記事
- - - - -

そういやリリース日のコト全然語ってなかったっけ!

と思って、急いでブログを書き進める左近治。

もはや定番化している坂本龍一関連曲でありますが、「Plastic Bamboo」のまたまた続き(笑)。でも、この部分のフレーズが欲しいと思われる方もいらっしゃると思うのでリリースすることに。

もうひとつはモーダルな印象のEFXシリーズ。どことなく寂しげな「着信アリ」を思わせるようなフレーズですね(笑)。変ロ短調と思いきや調性がフラつく、と。

コンディミ弾いていたら手グセでできてしまうのではないかとご指摘頂くかもしれませんが(笑)、幾何学的な音列のそれにも叙情性を醸し出させるにはフレージングにおいて工夫が必要なわけであります。

「Sonic Boom」作っていた時に、アープオデッセイとおぼしきシンセ・リードを坂本龍一が弾いている時の増田幹夫のローズのインタープレイありますよね。あのフレーズ打ち込んでいた時に並行して作ったという裏事情(笑)。

- - - - -

課題
記事の「もはや定番化している坂本龍一」から「工夫が必要なわけであります。」までの部分を、「変ロ短調」を「ニ短調」に置き換えて書き直してもらえますか?

記録データ
- - - - -

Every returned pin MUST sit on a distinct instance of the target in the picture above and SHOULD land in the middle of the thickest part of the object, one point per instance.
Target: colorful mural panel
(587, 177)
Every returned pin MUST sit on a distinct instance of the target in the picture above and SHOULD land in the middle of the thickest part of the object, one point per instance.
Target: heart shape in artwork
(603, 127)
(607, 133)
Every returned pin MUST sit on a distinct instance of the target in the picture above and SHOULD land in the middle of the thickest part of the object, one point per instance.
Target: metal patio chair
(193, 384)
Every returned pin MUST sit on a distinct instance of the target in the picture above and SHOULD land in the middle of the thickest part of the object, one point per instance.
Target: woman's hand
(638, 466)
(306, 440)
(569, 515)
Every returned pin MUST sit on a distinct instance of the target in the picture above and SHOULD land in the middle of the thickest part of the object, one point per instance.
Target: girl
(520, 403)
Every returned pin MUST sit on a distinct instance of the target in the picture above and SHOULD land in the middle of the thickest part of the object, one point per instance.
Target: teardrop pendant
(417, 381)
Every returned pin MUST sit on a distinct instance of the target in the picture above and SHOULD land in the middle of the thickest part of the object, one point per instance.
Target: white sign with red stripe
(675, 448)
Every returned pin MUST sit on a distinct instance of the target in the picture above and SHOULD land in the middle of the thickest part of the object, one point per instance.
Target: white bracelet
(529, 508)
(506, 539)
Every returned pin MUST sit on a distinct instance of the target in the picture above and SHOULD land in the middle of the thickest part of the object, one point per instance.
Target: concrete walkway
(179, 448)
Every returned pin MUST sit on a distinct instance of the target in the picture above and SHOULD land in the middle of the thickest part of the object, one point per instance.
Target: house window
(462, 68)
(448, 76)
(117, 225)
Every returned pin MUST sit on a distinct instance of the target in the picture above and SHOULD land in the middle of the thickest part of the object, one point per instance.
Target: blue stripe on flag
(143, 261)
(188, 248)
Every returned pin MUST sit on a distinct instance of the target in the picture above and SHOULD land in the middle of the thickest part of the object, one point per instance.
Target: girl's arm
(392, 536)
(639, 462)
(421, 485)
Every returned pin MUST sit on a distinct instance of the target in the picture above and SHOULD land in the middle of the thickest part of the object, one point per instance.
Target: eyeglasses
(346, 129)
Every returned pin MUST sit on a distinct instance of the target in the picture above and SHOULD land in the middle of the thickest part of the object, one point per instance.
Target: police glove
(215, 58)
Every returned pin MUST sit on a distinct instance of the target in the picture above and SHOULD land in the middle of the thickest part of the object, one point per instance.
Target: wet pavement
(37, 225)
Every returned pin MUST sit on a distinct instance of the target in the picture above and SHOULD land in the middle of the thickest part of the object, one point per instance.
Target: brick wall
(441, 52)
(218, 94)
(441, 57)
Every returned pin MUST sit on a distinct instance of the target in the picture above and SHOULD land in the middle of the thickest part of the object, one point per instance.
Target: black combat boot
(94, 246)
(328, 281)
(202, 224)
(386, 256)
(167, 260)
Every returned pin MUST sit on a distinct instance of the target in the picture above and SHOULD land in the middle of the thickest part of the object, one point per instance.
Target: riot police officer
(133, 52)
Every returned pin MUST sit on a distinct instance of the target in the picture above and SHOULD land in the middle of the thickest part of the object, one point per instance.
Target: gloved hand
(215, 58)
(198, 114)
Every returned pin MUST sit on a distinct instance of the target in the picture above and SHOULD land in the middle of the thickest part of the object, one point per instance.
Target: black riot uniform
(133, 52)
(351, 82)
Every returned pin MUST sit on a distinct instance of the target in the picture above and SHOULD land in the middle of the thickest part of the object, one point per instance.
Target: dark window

- - - - -

回答
もはや定番化している坂本龍一関連曲でありますが、「Plastic Bamboo」のまたまた続き(笑)。でも、この部分のフレーズが欲しいと思われる方もいらっしゃると思うのでリリースすることに。

もうひとつはモーダルな印象のEFXシリーズ。どことなく寂しげな「着信アリ」を思わせるようなフレーズですね(笑)。ニ短調と思いきや調性がフラつく、と。

コンディミ弾いていたら手グセでできてしまうのではないかとご指摘頂くかもしれませんが(笑)、幾何学的な音列のそれにも叙情性を醸し出させるにはフレージングにおいて工夫が必要なわけであります。